#### [EXERCISE INSTRUCTIONS]
Extend the passage on acceptance and moving on after loss, starting after its final sentence.

#### [GIVEN PASSAGE]
Acceptance

We have to go on. After losing someone, after experiencing a tragic event, after choosing to turn around and face the fact that life as a child wasn’t good, we all must go on. But I was making this very hard on myself, both with my own childhood suffering and with the death of my son. How? I was equating moving on with getting over it, getting over my son, getting over the consequences of the abuse. It was incredibly freeing when that difference was spelled out to me by author Lucy Hone in her book Resilient Grieving. No, I will not and do not want to get over my son; and, I cannot get over the consequences of my childhood. Though I have learned to identify and work around those consequences, they still loom; they still figure in; they still impact my perceptions and my behavior. I cannot and will not get over, but I can move on.

(Source data)
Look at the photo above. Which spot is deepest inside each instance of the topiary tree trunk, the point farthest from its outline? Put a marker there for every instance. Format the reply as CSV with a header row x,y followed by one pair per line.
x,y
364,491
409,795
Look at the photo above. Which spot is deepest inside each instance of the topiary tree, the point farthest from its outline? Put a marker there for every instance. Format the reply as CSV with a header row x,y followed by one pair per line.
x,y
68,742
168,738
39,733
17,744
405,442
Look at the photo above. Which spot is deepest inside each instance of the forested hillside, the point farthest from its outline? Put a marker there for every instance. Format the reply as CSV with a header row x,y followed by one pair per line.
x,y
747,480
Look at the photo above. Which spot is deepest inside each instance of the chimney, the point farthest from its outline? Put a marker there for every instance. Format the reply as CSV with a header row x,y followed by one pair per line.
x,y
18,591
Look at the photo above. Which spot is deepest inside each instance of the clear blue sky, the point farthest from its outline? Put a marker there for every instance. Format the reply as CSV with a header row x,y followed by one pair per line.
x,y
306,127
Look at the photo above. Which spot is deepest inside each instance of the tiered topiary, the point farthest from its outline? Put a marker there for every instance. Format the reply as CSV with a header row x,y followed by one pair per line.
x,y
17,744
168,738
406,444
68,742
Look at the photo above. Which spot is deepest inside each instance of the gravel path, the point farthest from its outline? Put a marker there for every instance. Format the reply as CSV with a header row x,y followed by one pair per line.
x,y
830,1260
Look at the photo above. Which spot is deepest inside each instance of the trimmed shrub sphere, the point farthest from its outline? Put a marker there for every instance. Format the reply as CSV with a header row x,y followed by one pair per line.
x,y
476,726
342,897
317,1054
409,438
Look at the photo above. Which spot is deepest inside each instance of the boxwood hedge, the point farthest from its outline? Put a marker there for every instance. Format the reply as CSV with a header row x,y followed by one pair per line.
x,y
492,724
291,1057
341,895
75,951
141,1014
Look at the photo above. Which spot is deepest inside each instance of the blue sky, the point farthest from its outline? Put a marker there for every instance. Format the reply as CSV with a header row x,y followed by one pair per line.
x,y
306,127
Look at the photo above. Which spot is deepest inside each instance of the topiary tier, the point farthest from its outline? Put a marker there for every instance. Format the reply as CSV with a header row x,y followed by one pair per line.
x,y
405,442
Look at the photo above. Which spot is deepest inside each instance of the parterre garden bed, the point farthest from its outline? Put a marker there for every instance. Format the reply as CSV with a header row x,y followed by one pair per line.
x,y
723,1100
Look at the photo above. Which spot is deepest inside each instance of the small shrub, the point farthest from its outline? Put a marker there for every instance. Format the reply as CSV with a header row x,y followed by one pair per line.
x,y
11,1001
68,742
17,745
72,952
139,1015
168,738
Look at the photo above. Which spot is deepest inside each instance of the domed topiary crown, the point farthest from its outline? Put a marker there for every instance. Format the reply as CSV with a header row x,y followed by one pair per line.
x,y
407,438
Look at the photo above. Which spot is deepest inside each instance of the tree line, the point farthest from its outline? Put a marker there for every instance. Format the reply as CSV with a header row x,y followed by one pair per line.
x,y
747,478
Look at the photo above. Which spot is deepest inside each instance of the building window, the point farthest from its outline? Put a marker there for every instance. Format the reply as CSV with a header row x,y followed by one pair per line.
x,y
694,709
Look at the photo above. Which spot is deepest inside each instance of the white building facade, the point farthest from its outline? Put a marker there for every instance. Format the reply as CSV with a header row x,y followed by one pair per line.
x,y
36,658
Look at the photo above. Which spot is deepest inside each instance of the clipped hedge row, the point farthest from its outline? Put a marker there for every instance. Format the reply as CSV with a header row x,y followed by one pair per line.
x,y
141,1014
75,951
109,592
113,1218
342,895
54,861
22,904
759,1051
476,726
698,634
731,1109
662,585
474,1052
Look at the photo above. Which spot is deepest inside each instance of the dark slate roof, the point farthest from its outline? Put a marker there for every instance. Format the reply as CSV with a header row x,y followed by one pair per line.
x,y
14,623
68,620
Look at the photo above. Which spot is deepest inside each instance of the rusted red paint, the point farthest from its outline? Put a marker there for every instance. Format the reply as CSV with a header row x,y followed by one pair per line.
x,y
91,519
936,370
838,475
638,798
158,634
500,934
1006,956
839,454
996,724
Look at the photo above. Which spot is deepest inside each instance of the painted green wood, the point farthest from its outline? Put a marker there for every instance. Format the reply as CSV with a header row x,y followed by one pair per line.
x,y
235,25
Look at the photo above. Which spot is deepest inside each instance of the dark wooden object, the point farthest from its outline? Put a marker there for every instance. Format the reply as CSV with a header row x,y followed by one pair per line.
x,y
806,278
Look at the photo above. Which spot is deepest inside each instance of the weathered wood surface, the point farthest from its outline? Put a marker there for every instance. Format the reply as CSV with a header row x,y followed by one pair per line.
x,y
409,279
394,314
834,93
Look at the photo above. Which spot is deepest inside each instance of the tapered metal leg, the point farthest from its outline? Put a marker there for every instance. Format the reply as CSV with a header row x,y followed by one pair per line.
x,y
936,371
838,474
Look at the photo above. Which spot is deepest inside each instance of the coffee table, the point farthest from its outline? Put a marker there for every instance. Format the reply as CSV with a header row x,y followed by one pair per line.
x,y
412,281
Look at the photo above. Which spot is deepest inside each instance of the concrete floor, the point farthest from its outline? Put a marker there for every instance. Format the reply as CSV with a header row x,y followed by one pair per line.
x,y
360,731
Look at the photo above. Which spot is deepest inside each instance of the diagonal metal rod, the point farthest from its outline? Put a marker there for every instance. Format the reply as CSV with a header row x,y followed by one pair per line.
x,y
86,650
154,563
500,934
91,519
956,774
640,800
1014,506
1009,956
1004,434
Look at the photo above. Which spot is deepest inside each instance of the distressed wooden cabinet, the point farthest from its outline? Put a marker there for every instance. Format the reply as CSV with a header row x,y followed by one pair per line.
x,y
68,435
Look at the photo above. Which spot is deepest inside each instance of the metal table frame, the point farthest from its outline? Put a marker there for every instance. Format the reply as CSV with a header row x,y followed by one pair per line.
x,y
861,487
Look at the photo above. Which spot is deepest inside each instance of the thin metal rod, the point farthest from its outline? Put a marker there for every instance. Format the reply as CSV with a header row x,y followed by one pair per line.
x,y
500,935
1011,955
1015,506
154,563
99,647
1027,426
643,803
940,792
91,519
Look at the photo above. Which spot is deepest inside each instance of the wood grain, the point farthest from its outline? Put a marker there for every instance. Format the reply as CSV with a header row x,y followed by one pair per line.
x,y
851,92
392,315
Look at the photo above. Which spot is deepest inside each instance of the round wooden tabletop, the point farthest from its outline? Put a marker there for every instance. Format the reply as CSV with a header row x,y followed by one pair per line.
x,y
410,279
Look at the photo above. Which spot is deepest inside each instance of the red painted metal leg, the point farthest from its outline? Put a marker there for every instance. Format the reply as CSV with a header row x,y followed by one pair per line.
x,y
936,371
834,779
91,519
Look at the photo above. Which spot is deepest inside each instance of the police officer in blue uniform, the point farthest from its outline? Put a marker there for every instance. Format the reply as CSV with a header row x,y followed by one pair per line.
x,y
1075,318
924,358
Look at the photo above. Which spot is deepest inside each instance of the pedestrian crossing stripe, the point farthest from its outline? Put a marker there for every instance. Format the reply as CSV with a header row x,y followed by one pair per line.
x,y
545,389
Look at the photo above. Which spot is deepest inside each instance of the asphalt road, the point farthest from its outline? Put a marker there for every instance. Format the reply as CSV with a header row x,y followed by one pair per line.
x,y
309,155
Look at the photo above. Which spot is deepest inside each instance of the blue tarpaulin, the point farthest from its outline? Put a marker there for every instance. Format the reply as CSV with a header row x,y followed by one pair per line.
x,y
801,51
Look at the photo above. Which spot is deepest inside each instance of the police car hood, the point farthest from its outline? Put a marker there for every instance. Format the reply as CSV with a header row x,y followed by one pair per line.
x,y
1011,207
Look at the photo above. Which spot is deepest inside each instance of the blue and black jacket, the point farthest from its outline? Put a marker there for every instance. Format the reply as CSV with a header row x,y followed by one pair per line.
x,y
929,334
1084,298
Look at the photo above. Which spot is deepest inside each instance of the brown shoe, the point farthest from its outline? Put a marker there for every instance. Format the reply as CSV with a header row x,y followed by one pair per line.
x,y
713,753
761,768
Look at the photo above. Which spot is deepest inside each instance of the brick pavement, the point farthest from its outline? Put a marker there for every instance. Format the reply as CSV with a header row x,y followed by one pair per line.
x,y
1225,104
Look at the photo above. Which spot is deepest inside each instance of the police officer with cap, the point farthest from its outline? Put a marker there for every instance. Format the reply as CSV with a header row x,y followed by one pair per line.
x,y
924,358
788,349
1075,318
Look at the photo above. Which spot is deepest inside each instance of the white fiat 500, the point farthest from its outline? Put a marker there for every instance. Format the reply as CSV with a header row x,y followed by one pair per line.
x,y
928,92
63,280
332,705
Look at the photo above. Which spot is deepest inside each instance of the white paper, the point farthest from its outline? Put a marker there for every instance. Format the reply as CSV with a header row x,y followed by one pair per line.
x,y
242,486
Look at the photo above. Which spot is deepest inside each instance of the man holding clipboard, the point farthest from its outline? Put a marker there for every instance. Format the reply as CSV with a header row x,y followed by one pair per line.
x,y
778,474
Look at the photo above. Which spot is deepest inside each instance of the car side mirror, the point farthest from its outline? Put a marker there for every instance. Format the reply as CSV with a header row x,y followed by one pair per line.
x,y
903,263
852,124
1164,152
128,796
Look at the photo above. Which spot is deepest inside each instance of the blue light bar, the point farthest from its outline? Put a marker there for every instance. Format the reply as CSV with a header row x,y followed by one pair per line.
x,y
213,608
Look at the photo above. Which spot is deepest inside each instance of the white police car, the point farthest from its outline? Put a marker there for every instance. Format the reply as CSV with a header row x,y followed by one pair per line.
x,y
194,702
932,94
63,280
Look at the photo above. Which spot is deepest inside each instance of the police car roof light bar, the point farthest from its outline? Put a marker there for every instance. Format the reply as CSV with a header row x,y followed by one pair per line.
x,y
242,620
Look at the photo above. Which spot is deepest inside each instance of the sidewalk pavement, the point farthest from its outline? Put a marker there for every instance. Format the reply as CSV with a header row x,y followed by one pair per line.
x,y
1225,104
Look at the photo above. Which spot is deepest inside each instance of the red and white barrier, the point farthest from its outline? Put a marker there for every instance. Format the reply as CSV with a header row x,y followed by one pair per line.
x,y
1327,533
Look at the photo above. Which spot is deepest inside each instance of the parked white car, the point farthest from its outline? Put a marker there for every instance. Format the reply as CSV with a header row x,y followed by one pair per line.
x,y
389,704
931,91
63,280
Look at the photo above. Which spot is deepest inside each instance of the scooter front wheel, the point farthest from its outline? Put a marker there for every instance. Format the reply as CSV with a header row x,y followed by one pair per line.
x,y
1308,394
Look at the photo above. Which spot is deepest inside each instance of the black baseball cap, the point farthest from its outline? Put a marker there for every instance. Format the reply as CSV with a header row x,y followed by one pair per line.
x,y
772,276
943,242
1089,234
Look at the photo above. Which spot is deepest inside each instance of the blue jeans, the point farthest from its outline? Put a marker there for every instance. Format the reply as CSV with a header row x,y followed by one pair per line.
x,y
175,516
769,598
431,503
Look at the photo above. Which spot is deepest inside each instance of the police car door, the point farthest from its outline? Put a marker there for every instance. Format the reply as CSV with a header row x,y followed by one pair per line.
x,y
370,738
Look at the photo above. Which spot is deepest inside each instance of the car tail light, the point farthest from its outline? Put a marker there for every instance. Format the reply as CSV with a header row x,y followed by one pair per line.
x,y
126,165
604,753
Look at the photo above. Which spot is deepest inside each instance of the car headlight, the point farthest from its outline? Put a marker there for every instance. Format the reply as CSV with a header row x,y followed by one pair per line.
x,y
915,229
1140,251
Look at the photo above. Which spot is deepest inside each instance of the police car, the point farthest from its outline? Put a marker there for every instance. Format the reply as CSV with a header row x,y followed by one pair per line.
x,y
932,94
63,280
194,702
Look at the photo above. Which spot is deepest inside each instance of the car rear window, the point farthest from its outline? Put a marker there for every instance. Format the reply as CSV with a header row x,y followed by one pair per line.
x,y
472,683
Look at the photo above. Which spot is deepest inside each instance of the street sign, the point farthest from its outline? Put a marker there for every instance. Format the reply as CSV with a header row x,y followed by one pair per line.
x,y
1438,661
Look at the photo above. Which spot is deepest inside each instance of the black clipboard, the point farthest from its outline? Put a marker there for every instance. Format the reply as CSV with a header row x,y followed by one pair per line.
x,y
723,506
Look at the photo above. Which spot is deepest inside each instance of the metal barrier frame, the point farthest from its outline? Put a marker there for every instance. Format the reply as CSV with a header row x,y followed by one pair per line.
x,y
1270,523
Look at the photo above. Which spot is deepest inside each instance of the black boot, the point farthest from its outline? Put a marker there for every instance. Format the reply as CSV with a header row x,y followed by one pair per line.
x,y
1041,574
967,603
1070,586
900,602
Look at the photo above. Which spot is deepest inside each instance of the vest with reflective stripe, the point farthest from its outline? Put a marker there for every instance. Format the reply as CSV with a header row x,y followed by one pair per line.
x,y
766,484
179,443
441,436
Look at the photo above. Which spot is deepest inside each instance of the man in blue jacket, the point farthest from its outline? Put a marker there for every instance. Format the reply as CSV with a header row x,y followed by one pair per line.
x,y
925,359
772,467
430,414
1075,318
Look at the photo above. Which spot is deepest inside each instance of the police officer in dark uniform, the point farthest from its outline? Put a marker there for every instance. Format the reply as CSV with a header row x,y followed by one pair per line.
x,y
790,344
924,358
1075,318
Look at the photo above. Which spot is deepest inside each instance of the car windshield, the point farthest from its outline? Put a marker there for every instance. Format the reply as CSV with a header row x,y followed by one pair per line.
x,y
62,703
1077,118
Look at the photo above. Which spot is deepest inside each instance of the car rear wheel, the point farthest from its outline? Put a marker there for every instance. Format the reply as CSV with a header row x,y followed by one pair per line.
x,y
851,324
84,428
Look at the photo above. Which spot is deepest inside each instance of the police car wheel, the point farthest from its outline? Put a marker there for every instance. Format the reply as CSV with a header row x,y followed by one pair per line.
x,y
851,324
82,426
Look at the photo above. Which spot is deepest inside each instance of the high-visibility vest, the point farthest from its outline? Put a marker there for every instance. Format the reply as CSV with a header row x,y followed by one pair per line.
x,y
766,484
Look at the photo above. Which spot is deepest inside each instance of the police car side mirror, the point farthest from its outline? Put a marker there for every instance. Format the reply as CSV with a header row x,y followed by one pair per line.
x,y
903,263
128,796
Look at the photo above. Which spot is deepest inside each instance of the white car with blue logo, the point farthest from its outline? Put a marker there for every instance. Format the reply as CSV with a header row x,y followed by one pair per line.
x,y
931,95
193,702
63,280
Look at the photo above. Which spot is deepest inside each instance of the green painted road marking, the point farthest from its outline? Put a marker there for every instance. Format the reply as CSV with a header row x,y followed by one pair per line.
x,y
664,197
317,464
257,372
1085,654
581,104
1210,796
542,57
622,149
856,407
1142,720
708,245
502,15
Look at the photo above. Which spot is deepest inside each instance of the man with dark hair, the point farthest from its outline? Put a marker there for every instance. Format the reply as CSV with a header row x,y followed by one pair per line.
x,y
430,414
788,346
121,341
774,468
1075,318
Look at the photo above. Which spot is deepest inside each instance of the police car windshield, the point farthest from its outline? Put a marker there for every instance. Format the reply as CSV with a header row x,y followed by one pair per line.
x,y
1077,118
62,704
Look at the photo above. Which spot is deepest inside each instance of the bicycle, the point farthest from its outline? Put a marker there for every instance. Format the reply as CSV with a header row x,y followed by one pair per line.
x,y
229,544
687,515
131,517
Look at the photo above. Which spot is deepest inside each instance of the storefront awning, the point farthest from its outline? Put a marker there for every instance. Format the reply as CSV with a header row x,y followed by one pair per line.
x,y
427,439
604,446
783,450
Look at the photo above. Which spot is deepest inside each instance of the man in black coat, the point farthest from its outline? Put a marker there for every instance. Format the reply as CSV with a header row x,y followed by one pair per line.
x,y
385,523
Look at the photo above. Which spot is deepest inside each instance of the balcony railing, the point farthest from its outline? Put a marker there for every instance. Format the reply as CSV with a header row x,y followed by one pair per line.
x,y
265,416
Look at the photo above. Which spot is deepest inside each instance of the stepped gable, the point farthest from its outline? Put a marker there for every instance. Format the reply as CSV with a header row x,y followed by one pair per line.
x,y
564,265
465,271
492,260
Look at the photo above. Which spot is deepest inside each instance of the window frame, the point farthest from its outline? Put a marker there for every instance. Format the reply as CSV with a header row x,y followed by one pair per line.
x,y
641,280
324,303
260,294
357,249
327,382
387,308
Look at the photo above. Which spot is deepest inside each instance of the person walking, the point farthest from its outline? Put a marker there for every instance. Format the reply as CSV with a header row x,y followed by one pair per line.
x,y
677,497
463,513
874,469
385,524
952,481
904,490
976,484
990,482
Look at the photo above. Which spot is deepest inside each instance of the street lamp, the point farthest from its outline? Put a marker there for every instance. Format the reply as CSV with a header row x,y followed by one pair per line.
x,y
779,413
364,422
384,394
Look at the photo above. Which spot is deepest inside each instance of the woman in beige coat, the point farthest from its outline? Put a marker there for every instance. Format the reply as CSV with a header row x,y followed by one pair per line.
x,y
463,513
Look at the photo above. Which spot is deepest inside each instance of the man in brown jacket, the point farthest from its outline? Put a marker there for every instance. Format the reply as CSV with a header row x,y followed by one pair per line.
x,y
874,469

#### [RESULT BELOW]
Step one of moving on is acceptance, and Lucy Hone provides a remarkable example to me, though I know the circumstances of her 13-year-old daughter’s accidental death are different than my son’s death. Lucy realized the futility of the what-ifs right away and refused to go down that path. What if she had planned differently that day, what if I had not laid down that ultimatum, accompanied by the thousand other possibilities I’ve constructed since my son died. Lucy refuses, and I need to refuse.

Another way I travel this what-if path is to question what I know, what I remember. Trauma memory isn’t as clear as normal memory. It is not as precise. It mixes events, times, places, even faces. It is cruel, really, in how it works against our reconstruction of the facts. But, just because I may be wrong about the when or the where, I know the what occurred. Its consequences are written all over me.

As long we play the what-ifs, we cannot truly accept; therefore, we cannot effectively move on.

It happened. We suffered. We lost. Our loved one is gone. We must move on, and we get to decide how.

Reflection

In what ways are you refusing to accept that you have suffered or that a loved one has died? Why? Do you keep replaying the what-ifs? What is the refusal to settle in with full acceptance accomplishing for you?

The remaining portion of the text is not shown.